Shift every answer coordinate in the listing up by 73 and write out each line again, notes included. Begin at the line that contains "Reviewer note: confirm each instance of the floral" and stop after the line that contains "pixel 333 541", leaving the numbers in the notes and their format samples unchanged.

▶ [Supplied data]:
** start **
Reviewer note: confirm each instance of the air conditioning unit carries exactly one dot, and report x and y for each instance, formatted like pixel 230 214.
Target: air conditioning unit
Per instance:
** end **
** start **
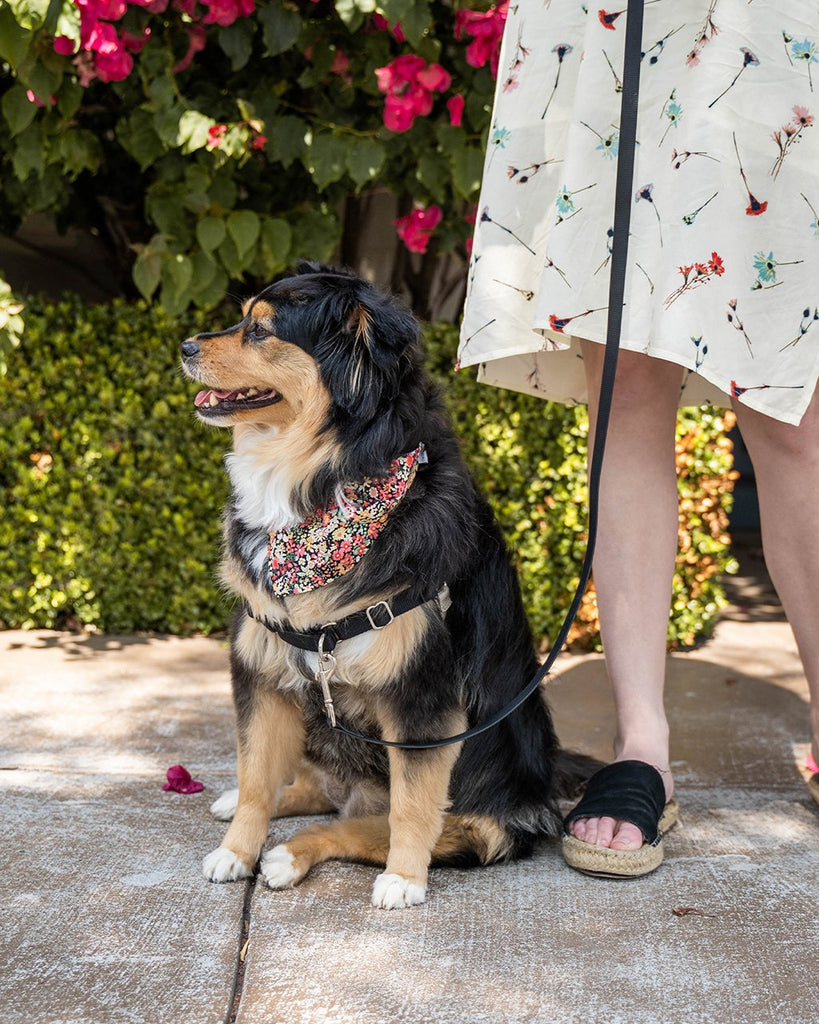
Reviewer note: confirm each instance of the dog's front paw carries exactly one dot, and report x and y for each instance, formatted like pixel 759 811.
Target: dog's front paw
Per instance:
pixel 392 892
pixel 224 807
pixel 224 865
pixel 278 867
** end **
** start **
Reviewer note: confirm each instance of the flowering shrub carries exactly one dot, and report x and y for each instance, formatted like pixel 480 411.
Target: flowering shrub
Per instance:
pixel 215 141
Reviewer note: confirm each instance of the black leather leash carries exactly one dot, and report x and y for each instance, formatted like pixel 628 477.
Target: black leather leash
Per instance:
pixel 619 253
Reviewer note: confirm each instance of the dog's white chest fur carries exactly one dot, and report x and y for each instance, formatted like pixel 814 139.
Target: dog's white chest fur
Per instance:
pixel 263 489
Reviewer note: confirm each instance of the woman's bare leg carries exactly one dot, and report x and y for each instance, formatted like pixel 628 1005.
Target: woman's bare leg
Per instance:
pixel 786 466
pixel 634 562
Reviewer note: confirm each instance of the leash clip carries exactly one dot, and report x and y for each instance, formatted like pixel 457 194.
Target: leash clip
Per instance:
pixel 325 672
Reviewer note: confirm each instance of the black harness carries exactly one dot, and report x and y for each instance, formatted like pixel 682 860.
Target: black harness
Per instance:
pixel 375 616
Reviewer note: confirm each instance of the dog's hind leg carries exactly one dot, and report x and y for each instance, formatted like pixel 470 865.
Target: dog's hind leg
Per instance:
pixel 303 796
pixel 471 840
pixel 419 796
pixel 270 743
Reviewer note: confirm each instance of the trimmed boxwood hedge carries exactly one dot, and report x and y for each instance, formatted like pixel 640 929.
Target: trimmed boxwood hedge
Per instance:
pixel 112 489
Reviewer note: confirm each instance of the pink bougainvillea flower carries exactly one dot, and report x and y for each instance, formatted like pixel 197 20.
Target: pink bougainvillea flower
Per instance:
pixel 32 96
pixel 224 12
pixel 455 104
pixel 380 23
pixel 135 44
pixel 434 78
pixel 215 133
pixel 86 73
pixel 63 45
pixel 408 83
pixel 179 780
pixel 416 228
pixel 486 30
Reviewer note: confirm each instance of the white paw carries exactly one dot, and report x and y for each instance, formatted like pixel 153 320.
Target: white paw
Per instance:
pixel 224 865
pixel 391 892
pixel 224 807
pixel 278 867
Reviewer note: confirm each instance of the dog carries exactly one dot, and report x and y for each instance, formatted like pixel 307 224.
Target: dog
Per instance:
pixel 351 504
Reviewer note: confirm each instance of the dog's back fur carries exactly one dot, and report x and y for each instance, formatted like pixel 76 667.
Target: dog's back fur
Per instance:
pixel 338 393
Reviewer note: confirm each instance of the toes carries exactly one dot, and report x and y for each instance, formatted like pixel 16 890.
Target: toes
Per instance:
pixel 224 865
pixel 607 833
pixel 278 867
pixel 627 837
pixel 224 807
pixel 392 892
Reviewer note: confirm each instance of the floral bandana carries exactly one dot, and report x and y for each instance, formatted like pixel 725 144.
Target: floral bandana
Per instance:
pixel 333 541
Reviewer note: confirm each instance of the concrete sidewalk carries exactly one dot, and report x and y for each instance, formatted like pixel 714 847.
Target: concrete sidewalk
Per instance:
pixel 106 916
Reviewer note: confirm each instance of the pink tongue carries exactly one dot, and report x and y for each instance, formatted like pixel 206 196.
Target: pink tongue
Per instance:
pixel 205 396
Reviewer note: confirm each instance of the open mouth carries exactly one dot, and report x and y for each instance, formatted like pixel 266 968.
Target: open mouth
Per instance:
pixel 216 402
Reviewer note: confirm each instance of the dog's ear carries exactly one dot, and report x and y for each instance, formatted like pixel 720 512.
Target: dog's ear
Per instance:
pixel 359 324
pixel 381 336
** end **
▶ [Exercise solution]:
Reviewer note: confirm each instance of the floral bandana carries exactly one dot, and report x and y for each instance, formatted like pixel 725 144.
Target: floral bandana
Per instance:
pixel 406 614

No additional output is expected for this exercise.